Find every line in the material below that contains the word "hair", matching case exactly, and copy each of those lines in full.

DATA EXCERPTS:
--
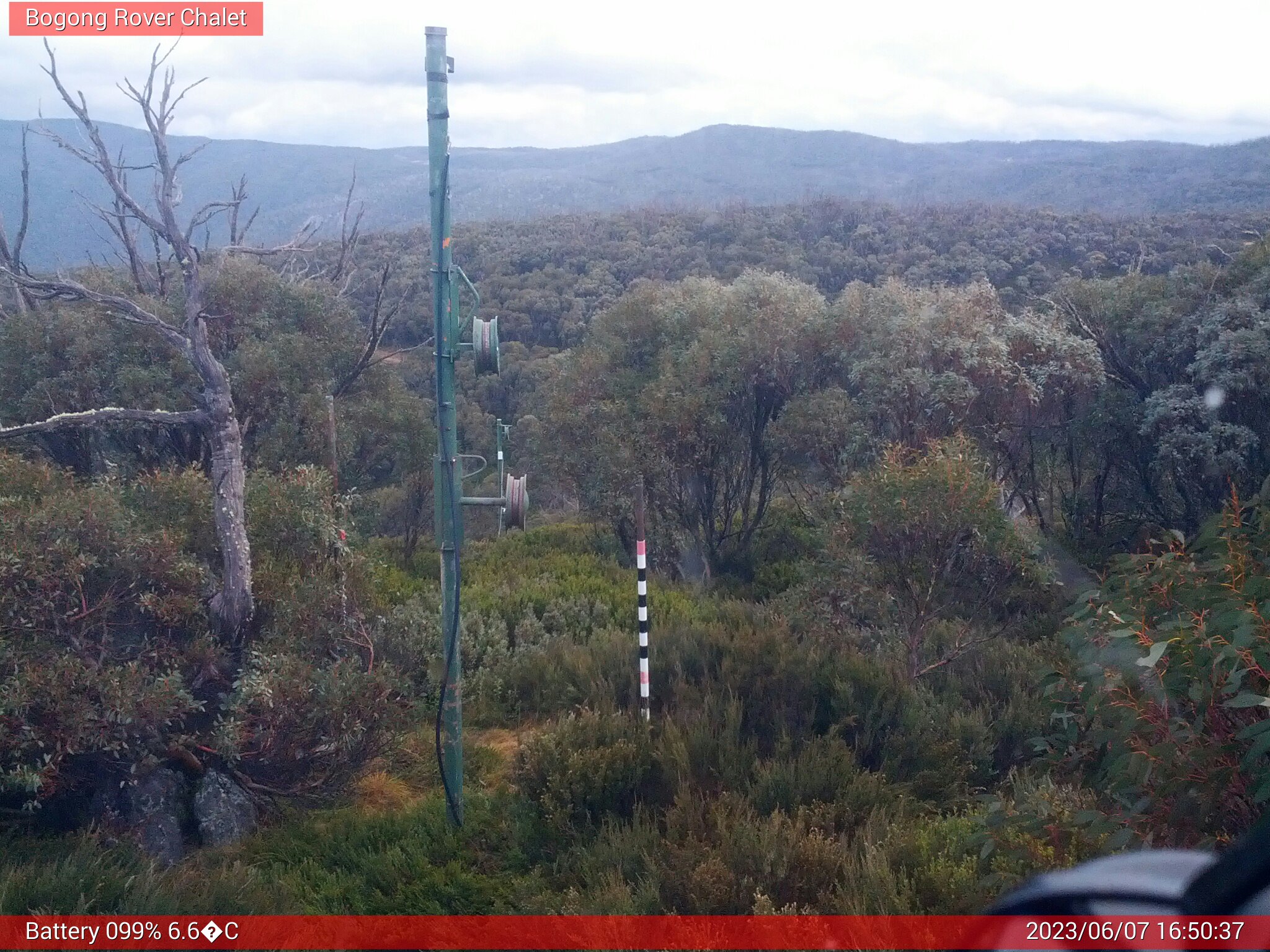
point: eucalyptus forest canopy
--
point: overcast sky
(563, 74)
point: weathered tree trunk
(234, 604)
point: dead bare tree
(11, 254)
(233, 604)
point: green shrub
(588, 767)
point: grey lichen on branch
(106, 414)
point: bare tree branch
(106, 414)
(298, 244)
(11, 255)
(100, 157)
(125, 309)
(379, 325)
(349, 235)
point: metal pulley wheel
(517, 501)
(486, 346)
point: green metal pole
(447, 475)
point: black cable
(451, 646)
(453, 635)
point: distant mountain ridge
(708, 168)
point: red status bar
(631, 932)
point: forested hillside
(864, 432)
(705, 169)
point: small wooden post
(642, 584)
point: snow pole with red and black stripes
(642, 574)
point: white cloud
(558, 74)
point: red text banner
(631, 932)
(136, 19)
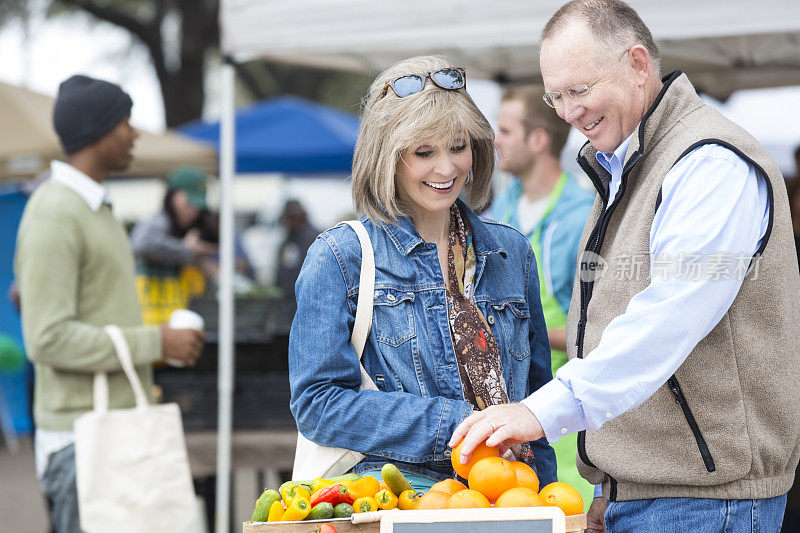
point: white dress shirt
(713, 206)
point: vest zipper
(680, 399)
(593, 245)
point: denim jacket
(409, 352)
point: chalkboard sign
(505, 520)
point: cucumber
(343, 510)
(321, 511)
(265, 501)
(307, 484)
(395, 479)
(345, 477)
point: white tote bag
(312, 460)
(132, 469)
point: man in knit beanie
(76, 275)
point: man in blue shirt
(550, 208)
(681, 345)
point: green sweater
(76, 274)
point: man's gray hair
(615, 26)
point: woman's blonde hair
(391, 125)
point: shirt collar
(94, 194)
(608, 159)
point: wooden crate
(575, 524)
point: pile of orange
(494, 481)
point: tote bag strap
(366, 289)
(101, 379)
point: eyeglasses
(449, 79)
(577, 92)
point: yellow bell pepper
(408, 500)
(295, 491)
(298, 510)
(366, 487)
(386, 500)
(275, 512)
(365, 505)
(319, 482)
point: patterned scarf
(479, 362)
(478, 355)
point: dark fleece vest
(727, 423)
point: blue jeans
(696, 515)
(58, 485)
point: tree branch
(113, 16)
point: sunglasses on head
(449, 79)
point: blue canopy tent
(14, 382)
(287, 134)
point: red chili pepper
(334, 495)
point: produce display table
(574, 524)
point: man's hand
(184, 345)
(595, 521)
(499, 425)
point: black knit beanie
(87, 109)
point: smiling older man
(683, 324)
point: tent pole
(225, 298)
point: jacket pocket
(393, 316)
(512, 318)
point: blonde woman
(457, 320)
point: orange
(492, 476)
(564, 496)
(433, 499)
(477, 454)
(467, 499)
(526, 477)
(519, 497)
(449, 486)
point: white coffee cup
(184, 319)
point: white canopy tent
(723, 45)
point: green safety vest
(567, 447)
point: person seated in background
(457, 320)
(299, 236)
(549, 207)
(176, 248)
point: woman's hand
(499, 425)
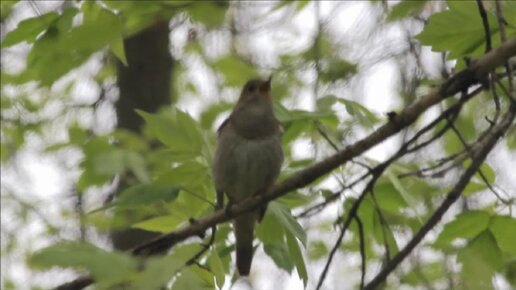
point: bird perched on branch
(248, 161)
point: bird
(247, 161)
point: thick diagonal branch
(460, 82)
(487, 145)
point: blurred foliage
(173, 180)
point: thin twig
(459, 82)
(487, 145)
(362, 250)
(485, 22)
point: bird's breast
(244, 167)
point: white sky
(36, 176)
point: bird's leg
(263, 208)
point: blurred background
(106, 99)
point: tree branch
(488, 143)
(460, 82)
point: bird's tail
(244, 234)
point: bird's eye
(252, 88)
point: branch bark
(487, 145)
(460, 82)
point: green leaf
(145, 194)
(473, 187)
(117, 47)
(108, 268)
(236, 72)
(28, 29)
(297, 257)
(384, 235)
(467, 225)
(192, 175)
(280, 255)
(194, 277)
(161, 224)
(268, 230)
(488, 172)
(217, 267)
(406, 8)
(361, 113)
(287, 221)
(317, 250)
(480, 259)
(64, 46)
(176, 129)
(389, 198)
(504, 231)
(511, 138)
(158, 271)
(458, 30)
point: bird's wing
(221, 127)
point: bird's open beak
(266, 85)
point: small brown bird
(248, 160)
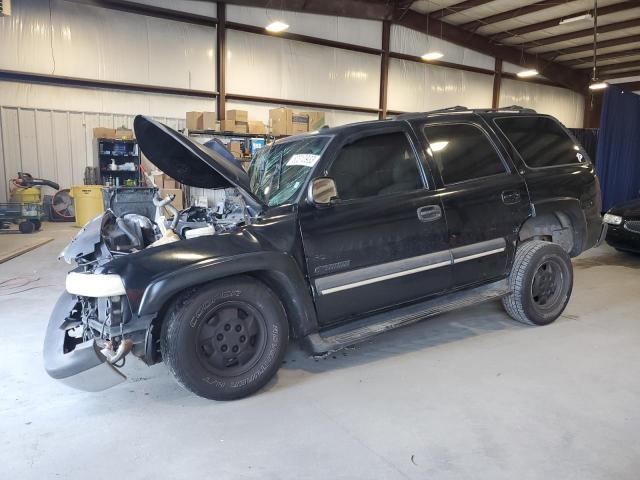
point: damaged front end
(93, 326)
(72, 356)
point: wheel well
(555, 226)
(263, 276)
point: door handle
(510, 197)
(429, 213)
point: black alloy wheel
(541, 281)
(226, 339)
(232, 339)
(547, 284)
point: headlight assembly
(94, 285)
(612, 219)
--
WRITTEN RESPONSE:
point: man's gray hair
point: woman's blonde hair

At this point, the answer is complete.